Task goal - Below are some records; each one is to be set down again exactly.

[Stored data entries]
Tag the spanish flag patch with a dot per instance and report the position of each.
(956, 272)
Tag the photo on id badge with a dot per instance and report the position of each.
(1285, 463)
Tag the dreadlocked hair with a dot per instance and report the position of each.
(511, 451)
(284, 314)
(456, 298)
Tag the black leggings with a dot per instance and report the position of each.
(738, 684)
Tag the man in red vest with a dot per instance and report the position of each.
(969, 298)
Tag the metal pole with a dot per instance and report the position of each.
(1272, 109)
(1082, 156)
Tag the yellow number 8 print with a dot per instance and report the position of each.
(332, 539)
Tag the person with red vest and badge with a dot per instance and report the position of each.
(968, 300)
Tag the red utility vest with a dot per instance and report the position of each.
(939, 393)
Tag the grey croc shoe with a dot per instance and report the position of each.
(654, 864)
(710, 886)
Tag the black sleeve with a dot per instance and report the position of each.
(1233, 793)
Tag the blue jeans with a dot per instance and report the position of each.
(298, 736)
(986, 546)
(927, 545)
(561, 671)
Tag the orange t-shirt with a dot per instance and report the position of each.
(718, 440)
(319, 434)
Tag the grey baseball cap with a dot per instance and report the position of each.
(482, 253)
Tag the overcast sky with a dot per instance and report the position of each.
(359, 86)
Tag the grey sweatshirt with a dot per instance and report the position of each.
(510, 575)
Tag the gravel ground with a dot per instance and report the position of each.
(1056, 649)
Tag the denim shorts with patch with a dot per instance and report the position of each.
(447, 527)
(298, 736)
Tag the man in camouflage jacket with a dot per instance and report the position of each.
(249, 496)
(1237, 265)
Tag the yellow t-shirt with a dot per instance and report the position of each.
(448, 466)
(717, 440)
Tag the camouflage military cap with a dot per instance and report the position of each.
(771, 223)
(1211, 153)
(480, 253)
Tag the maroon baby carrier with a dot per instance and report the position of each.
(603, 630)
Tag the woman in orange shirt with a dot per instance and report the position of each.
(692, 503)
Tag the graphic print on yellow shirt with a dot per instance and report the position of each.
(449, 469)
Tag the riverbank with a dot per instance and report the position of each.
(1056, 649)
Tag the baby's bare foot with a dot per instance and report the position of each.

Finished exercise -
Tag the spanish flag patch with a dot per instance and report the position of each.
(956, 272)
Tag the photo on id badge with a dot per instance and report the position of each.
(1285, 463)
Tag the dreadlocked hair with a dot per instance and report the position of each.
(511, 451)
(284, 314)
(456, 298)
Tag the black leggings with a dot per instance and report the position of each.
(738, 684)
Tag the man in red vest with a dot per instance and report the position of each.
(969, 298)
Tag the metal pole with a dot per instance and report the position of each.
(1272, 109)
(1082, 156)
Tag the yellow number 8 print with a dot per instance and report the position of each.
(332, 539)
Tag the person with red vest and badge with a dot per instance and report the position of each.
(968, 300)
Tag the red utility vest with a dot per instance and report the position of each.
(939, 393)
Tag the grey croc shoe with a dot per instance and report the position of each.
(654, 864)
(710, 886)
Tag the black sleeve with a dot per instance and report the position of each.
(1233, 793)
Tag the blue jeans with a dot per instance and report the position of each.
(298, 736)
(986, 546)
(927, 545)
(561, 671)
Tag the orange t-shirt with a dot per instance and report the position of each.
(718, 440)
(319, 434)
Tag the grey baseball cap with a dot per instance and report the position of each.
(482, 253)
Tag the overcast sky with a dot per instance and report the position of each.
(359, 86)
Tag the grey sweatshirt with a dot per instance and report the position of each.
(510, 575)
Tag the gravel ground with a dot per instance and report the position of each.
(1056, 649)
Tag the denim shorts with patch with a dot per instance and report the position of each.
(447, 527)
(298, 736)
Tag the man in camouflage jacket with a dot per instance and report the position of each.
(249, 496)
(1237, 265)
Tag the yellow t-shirt with a dot per instance and report the position of each.
(448, 466)
(717, 440)
Tag the camouflage military cap with a dot per instance and report the position of each.
(771, 223)
(1211, 153)
(480, 253)
Tag the maroon baby carrier with a dot per instance and report the position of each.
(603, 630)
Tag the woman in orange shirt with a dot per instance and report the position of each.
(692, 503)
Tag the graphic print on yellow shirt with a dot per instance and report the position of each.
(449, 469)
Tag the riverbank with a dot per instance and report the position of each.
(1056, 649)
Tag the baby's bare foot with a dot per instance and report the position of each.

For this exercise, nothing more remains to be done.